Pointing lines:
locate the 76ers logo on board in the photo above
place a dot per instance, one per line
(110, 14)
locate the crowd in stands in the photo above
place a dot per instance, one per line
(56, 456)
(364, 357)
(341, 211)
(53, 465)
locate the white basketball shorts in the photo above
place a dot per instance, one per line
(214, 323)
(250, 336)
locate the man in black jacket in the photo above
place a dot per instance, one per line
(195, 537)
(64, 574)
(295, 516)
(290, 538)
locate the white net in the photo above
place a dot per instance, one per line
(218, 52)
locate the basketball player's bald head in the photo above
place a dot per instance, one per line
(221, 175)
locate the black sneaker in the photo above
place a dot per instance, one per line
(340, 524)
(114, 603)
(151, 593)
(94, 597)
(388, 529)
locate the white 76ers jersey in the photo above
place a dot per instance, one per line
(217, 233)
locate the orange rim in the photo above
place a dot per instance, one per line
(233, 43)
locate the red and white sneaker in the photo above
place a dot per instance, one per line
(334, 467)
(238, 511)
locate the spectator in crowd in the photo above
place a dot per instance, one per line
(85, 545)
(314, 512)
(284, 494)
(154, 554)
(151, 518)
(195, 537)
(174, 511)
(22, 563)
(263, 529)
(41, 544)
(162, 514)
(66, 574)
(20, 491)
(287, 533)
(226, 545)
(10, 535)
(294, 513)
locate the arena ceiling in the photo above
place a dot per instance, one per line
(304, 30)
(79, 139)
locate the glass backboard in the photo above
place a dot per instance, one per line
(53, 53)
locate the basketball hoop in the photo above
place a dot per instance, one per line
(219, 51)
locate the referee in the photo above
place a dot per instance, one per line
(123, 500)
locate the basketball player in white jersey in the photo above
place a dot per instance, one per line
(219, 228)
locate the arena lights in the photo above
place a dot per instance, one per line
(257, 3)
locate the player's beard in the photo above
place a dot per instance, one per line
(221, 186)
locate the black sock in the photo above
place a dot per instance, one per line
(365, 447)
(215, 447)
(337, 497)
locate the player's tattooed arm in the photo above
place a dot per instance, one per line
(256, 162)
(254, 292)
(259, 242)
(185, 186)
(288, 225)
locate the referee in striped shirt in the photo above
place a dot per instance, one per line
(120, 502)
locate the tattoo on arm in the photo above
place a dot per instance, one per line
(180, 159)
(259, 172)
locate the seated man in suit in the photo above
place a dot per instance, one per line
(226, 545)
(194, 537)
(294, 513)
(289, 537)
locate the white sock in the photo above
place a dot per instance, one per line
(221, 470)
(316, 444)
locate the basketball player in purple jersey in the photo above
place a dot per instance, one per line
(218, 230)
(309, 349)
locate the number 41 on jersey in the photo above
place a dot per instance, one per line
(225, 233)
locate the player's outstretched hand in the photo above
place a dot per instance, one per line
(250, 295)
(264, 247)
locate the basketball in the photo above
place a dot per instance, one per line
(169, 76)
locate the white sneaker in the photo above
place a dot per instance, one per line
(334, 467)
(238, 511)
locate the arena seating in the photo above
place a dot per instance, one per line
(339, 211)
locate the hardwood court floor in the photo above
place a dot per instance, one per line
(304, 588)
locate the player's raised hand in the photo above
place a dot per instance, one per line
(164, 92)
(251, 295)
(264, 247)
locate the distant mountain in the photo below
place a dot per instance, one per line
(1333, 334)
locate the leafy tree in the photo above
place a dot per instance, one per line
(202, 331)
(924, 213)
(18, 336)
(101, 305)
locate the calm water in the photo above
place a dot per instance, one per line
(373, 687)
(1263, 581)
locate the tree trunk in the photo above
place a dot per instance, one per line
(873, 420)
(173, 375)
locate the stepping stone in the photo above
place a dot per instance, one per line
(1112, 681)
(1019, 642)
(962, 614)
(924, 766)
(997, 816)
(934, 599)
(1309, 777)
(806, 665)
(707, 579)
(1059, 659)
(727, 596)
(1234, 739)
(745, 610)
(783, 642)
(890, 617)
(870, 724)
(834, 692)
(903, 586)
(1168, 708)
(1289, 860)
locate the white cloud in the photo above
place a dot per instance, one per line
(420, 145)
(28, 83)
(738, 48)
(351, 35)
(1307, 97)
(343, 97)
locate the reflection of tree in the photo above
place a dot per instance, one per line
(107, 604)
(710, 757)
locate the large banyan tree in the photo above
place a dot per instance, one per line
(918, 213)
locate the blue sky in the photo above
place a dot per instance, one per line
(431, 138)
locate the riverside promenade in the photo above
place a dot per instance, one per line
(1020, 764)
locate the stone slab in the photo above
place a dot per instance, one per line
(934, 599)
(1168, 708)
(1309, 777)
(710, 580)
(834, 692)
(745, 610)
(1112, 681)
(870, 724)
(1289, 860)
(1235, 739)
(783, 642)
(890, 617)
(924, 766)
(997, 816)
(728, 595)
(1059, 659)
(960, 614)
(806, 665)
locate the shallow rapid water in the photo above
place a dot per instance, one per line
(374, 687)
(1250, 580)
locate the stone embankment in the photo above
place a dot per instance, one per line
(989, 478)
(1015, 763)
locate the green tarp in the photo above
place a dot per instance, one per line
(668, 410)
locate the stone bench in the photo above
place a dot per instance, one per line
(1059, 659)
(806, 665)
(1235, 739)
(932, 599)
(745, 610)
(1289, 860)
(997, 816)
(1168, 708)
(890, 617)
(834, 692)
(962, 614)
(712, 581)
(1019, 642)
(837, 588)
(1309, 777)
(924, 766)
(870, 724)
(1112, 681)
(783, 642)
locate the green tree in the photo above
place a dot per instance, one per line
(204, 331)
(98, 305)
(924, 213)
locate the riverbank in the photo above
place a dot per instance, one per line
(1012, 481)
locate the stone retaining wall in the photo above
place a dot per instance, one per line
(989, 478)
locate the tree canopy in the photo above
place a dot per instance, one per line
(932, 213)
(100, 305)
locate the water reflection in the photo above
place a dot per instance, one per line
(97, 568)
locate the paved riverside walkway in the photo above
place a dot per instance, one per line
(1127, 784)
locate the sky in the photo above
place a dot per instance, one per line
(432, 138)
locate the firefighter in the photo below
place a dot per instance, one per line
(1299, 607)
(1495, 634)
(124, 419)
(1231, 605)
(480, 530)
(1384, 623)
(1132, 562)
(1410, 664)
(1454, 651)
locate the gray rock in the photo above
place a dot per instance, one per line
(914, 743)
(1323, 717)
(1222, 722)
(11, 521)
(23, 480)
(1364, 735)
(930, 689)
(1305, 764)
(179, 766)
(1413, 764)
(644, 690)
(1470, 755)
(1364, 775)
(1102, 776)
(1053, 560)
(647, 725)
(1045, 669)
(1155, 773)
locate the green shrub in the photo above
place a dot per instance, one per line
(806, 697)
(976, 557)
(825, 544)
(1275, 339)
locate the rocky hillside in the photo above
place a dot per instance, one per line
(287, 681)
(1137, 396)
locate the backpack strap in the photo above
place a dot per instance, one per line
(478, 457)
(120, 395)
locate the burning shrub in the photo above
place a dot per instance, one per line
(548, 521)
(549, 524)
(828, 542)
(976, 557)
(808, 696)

* [The task] Retype every line above without any changes.

* [Answer to the problem]
locate the 76ers logo on board in the photo above
place a dot per instance, one per line
(110, 14)
locate the crowd in stands in the photo above
place a dot per instance, one per line
(56, 456)
(364, 357)
(341, 211)
(53, 465)
locate the white basketball shorts in the photo above
place a dot per instance, one per line
(214, 323)
(250, 336)
locate the man in black jacket in the photo above
place a dot per instance, one per line
(195, 537)
(64, 574)
(295, 516)
(290, 538)
locate the white net in the photo above
place a dot per instance, one per line
(218, 52)
locate the basketball player's bald head in the photo above
place a dot per instance, one per line
(221, 175)
locate the black sneaker in the photo above
place a dot per instance, one per line
(340, 524)
(114, 603)
(151, 593)
(94, 597)
(388, 529)
locate the white 76ers jersey in the photo above
place a dot per instance, one per line
(217, 233)
locate the orange rim in the photo above
place a dot per instance, one per line
(233, 43)
locate the red and white sneaker in the photo above
place a dot per instance, one per line
(334, 467)
(238, 511)
locate the spectator in crowd in the photo above
place a dot per instance, one per line
(85, 545)
(314, 512)
(284, 494)
(154, 554)
(151, 518)
(195, 537)
(174, 511)
(22, 563)
(263, 529)
(41, 544)
(162, 514)
(66, 574)
(20, 491)
(287, 533)
(226, 545)
(10, 535)
(294, 513)
locate the arena ceiling in the photo above
place a dot per instance, one per line
(304, 30)
(79, 139)
locate the glass backboard in the photo above
place a dot per instance, one per line
(53, 53)
locate the basketball hoop in the photo above
place a dot per instance, one per line
(219, 51)
locate the referee in the photo above
place a dot per instance, one per line
(123, 500)
locate the basketball player in white jersey in the photo above
place a dot per instance, one per line
(219, 228)
locate the arena lights in the photo above
place a dot per instance, one per line
(257, 3)
locate the player's beard in the photo above
place a dot per instance, one per line
(221, 186)
locate the black sock in the photo above
place a dot per instance, one per line
(365, 447)
(215, 447)
(337, 497)
locate the player's tattooed arm in the photo above
place a dot per instance, one per line
(256, 162)
(254, 292)
(259, 242)
(185, 186)
(288, 225)
locate the referee in striped shirt in the photo above
place a dot per instance, one per line
(120, 502)
locate the tattoo on arm in the photo above
place a dot per instance, one per line
(180, 159)
(259, 172)
locate the seated man in suit in the photo above
place a dot per instance, one per line
(226, 545)
(194, 537)
(294, 513)
(289, 537)
locate the white sock in the photo above
place a dot per instance, one per line
(221, 470)
(316, 444)
locate the basketball player in purple jersey in the photo above
place a dot per instance, one per line
(218, 230)
(309, 349)
locate the number 41 on jersey in the photo above
place a dot per instance, one per line
(225, 233)
locate the player's outstretched hand in the photo above
place a dot per instance, one per line
(250, 295)
(264, 247)
locate the basketball in the photo above
place a dot per instance, one per line
(169, 76)
locate the white sneaker in the photo above
place a dot per instance, one per line
(334, 467)
(238, 511)
locate the arena seating in the photo above
place a dot per instance, one per line
(339, 211)
locate the hardwood court floor in the photo above
place a dot per instance, one per line
(304, 588)
locate the player's raised hand in the photo above
place a dot per instance, one per line
(164, 92)
(251, 295)
(264, 247)
locate the distant mountain in the photo below
place a dot per instance, one per line
(1333, 334)
locate the leafy tree in the photo above
place a dot per instance, one per line
(202, 331)
(924, 213)
(18, 336)
(101, 305)
locate the calm water in the photo above
place a dot per instance, one per line
(373, 687)
(1263, 581)
locate the tree trunk in the photo above
place a dot per instance, one per line
(873, 420)
(173, 375)
locate the stepping stone in the photo above
place a dot per instance, one per line
(1112, 681)
(1019, 642)
(962, 614)
(924, 766)
(997, 816)
(934, 599)
(1309, 777)
(806, 665)
(707, 579)
(1059, 659)
(727, 596)
(1234, 739)
(745, 610)
(783, 642)
(890, 617)
(870, 724)
(834, 692)
(903, 586)
(1168, 708)
(1289, 860)
locate the white cloud in the photo above
place a dot per instance, one per line
(420, 145)
(28, 83)
(738, 48)
(351, 35)
(1307, 97)
(343, 97)
locate the reflection of tree in the photo above
place a dot per instance, one per line
(107, 604)
(710, 757)
locate the large banyan tree in the photo above
place a dot per instance, one per line
(918, 213)
locate the blue sky in the photo above
place a dot per instance, one per line
(431, 138)
locate the riverside promenade in the photo above
place a dot per instance, one per line
(1020, 764)
locate the stone slab in the photo above
place a dot per instance, one per line
(934, 599)
(1168, 708)
(1309, 777)
(710, 580)
(834, 692)
(745, 610)
(1112, 681)
(870, 724)
(1289, 860)
(1235, 739)
(783, 642)
(890, 617)
(924, 766)
(997, 816)
(728, 595)
(1059, 659)
(960, 614)
(806, 665)
locate the shallow rapid water in the photo above
place a dot per instance, one per line
(374, 687)
(1250, 580)
locate the stone embankment in the photo above
place a dot per instance, one per line
(989, 478)
(1015, 763)
locate the green tarp in the photo above
place a dot per instance, one per line
(668, 410)
locate the stone bench in the photo above
place a dot per instance, one per line
(1059, 659)
(806, 665)
(1235, 739)
(932, 599)
(745, 610)
(1289, 860)
(997, 816)
(1168, 708)
(890, 617)
(834, 692)
(962, 614)
(712, 581)
(1019, 642)
(837, 588)
(1309, 777)
(924, 766)
(870, 724)
(1112, 681)
(783, 642)
locate the green tree in the photo above
place a dot per instance, one per line
(204, 331)
(98, 305)
(924, 213)
locate the riverbank in the photo above
place a dot per instance, one per line
(1012, 481)
locate the stone retaining wall in the photo above
place a dot per instance, one per line
(989, 478)
locate the tree canopy in the photo above
place a dot per instance, one per line
(932, 213)
(100, 305)
locate the water reflection in the photo above
place a dot per instance, one per line
(97, 568)
locate the paved riverside walkway in the photo above
place a dot per instance, one per line
(1127, 784)
locate the sky in the photo above
place a dot per instance, one per line
(432, 138)
locate the firefighter in the photo below
place a dot per instance, one per line
(1299, 607)
(1495, 634)
(124, 419)
(1231, 605)
(480, 530)
(1384, 623)
(1132, 562)
(1410, 664)
(1454, 651)
locate the gray rock in the photo above
place a dot per instance, one per line
(914, 743)
(1323, 717)
(1222, 722)
(11, 521)
(23, 480)
(1364, 735)
(930, 689)
(1305, 764)
(179, 766)
(1413, 764)
(644, 690)
(1470, 755)
(1364, 775)
(1102, 776)
(1053, 560)
(647, 725)
(1045, 669)
(1155, 773)
locate the green shrub in the photo above
place a dot per instance, one per line
(806, 697)
(976, 557)
(825, 544)
(1275, 339)
locate the rocky hillside in the photo above
place a dot per instance, one per line
(287, 681)
(1137, 396)
locate the backpack strap in the photo above
place a dot per instance, one per line
(478, 457)
(120, 395)
locate the burning shrub in the photo above
place a dot per instance, one per line
(548, 521)
(549, 524)
(828, 542)
(976, 557)
(808, 696)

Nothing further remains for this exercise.